* [Short exercise] Reproduce the passage below, about a canceled evening and a German slang expression, word for word in its entirety.

I am not happy about it, but I understand. An opportunity of a quick clandestine bums always trumps an evening out with a friend. But why tonight of all nights? The crossing in my mind of the expression bums makes me want to burst out laughing. Because it’s one of those other German words – literally it means, to bump! bounce! bang! Or normally used to run into something or someone. But it also means…

And I remembered another one of the editors during the early days: Carmen Jung using it and then telling me what it really meant in answer to my simple question.

‘Do you have a boyfriend?’

‘A steady one? No. But I do have someone I have bumsverhältnis with…recently it was perfectly defined in Justin Timberlake and Mila Kunis movie, Friends with Benefits. And then she goes on to elaborate, how perfectly it works for her. That they have each other, and yet they are free.

‘I wouldn’t do this to a good buddy like you. But she called me a while ago whether we could have a rendezvous tonight that her husband had to take a sudden trip to Hamburg.’

‘I still don’t say anything. The expression on my face has a question mark.

‘And?’

‘And Hilda knows I am having dinner with you. You see?’ I certainly do. What could be more convenient?

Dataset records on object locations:
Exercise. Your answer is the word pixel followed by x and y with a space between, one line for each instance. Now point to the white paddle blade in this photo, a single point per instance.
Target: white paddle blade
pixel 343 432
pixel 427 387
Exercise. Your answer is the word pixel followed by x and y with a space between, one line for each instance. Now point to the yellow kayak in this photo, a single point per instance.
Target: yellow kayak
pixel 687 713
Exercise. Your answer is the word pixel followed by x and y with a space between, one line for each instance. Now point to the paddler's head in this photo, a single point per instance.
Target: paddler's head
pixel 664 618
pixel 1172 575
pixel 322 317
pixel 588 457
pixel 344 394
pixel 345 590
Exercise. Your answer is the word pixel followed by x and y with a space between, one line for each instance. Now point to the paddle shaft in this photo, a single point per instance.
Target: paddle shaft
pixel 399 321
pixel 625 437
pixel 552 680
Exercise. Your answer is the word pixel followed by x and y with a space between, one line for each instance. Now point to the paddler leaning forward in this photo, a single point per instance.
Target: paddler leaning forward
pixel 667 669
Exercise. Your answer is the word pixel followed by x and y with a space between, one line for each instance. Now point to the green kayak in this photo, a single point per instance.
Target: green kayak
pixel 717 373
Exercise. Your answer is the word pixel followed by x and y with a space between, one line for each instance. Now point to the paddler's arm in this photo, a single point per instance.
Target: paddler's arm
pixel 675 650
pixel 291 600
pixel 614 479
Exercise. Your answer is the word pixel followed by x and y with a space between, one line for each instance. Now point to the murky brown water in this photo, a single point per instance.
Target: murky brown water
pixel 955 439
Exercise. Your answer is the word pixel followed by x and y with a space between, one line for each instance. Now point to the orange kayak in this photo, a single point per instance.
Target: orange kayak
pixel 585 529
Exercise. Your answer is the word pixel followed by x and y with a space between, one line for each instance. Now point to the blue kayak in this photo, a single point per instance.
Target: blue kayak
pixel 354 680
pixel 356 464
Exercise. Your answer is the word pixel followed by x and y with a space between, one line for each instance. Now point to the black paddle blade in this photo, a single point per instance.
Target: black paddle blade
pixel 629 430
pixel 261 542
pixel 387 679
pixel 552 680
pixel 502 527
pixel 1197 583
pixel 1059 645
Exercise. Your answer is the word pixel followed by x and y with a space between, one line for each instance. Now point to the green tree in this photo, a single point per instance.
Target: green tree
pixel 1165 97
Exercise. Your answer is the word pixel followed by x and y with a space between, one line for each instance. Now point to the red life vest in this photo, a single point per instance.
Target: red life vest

* [The output]
I am not happy about it, but I understand. An opportunity of a quick clandestine bums always trumps an evening out with a friend. But why tonight of all nights? The crossing in my mind of the expression bums makes me want to burst out laughing. Because it’s one of those other German words – literally it means, to bump! bounce! bang! Or normally used to run into something or someone. But it also means…

And I remembered another one of the editors during the early days: Carmen Jung using it and then telling me what it really meant in answer to my simple question.

‘Do you have a boyfriend?’

‘A steady one? No. But I do have someone I have bumsverhältnis with…recently it was perfectly defined in Justin Timberlake and Mila Kunis movie, Friends with Benefits. And then she goes on to elaborate, how perfectly it works for her. That they have each other, and yet they are free.

‘I wouldn’t do this to a good buddy like you. But she called me a while ago whether we could have a rendezvous tonight that her husband had to take a sudden trip to Hamburg.’

‘I still don’t say anything. The expression on my face has a question mark.

‘And?’

‘And Hilda knows I am having dinner with you. You see?’ I certainly do. What could be more convenient?